> _Source document_:
Holders of basic health insurance to lose full private cover
Around 330,000 health insurance customers on the cheapest plans are to lose full cover for procedures in private hospitals from the beginning of April onwards.
The shake-up in plans will have to come into effect in a matter of weeks to comply with the terms of the Government's new risk equalisation scheme.
The executives of the country's main health insurance companies said yesterday that cheaper plans will no longer be able to offer cover of more than 66pc for the cost of a day-case procedure in a private hospital.
The lower price of these plans means most of the subscriber's care is confined to the public system, but they could previously have included a benefit, such as access to an MRI scan, in a private hospital.
However, this will change once the new risk equalisation scheme – aimed at ensuring older or sicker people do not pay higher premiums – comes into effect.
"It effectively takes important benefits from those plans with the least coverage while introducing a shortfall for those who can least afford it," Jim Dowdall, chief executive of GloHealth, told the committee.
Subscribers of these plans will be informed of the reduced private hospital cover as their subscriptions come up for renewal.
Donal Clancy, chief executive of Laya Healthcare, warned that the cost of health insurance premiums will rise by between 20pc and 40pc as a result of the government's plan to charge all insured patients who are placed in public beds.

> _Records supplied_:

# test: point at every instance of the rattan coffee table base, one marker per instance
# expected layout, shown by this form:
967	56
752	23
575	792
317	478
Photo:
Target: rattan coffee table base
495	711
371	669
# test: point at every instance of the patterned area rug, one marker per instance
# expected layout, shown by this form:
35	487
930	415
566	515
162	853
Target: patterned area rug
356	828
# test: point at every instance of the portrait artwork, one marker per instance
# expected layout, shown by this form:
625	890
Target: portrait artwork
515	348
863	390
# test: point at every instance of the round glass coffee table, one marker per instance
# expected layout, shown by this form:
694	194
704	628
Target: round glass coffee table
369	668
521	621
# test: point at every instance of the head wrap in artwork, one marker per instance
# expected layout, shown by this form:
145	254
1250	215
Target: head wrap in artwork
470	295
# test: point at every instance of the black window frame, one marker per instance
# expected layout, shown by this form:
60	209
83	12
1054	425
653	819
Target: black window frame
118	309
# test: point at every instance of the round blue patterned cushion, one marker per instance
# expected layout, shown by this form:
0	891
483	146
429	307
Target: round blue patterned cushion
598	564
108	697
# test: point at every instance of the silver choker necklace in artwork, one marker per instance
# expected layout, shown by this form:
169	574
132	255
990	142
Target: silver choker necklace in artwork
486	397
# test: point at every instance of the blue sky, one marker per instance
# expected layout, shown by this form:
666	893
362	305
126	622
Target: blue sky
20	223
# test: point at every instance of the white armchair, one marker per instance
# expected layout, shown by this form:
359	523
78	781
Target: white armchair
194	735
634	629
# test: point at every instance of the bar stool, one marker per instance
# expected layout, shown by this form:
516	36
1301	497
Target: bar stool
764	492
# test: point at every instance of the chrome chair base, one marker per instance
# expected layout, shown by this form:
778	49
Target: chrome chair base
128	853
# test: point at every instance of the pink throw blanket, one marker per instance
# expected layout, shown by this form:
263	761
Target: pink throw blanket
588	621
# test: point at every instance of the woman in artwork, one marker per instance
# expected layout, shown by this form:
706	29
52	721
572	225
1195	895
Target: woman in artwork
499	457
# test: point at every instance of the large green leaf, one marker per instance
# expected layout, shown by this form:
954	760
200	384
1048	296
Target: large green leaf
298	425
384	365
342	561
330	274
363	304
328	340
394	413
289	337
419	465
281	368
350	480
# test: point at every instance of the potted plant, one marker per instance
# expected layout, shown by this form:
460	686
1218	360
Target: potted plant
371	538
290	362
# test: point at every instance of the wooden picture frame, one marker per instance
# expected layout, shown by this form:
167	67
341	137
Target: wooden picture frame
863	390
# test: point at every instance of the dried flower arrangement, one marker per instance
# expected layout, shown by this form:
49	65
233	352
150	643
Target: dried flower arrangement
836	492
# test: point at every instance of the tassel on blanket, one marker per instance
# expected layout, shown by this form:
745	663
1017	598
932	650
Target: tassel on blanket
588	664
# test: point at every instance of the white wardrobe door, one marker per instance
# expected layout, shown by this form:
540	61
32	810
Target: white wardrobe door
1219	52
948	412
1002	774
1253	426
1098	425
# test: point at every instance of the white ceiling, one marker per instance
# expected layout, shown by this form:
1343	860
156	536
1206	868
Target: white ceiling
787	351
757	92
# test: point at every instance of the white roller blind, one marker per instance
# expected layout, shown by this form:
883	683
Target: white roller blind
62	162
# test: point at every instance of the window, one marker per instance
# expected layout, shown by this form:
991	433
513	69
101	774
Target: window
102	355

> _Assigned task 1_: Decide whether each statement agrees with the health insurance article, answering yes or no and quoting the deciding words: (a) about 330,000 customers on the cheapest plans will lose full private hospital cover from the beginning of April; (b) cheaper plans may still cover up to 80pc of the cost of a private day-case procedure; (c) Donal Clancy is chief executive of GloHealth.
> _Assigned task 2_: In the health insurance article, shorten the paragraph beginning "The lower price of these plans" and keep its main facts.
> _Assigned task 3_: Write the next part of the health insurance article, picking up after its final sentence.
The records have no connection to the health insurance article.

> _Your response 1_:
(a) Yes: "Around 330,000 health insurance customers on the cheapest plans are to lose full cover for procedures in private hospitals from the beginning of April onwards."
(b) No: "cheaper plans will no longer be able to offer cover of more than 66pc for the cost of a day-case procedure in a private hospital."
(c) No: "Donal Clancy, chief executive of Laya Healthcare".

> _Your response 2_: Because these plans cost less, most of the subscriber's care is limited to the public system, but they could previously include a private hospital benefit such as access to an MRI scan.

> _Your response 3_:
The plan, which will be phased in over three years, threatens to mark a tipping point for the industry, he warned. Currently, companies are not required to pay if one of their members is put in a public bed – but that will change.
"Irish health insurance is in the early stages of an upwards premium rate spiral which, if not reversed, will result in the market shrinking to a fraction of its current size."
He said if the private health insurance market shrinks significantly, the proposed transition to universal health insurance, promised by the Government, will become much more difficult. John O'Dwyer, agreed that that the rise in public bed charges will push up premiums but defended the risk equalisation scheme.
He said the cost of providing cover for a member aged 35 years was €700 a year on average. However, it is €4,000 for a 75-year-old. If the 75-year-old needs to make a claim it will be costly and without risk equalisation the premium would be unaffordable.
Aviva chairman Brian Dunne said given the continued pressure on household budgets it was inevitable people will continue to abandon their health insurance.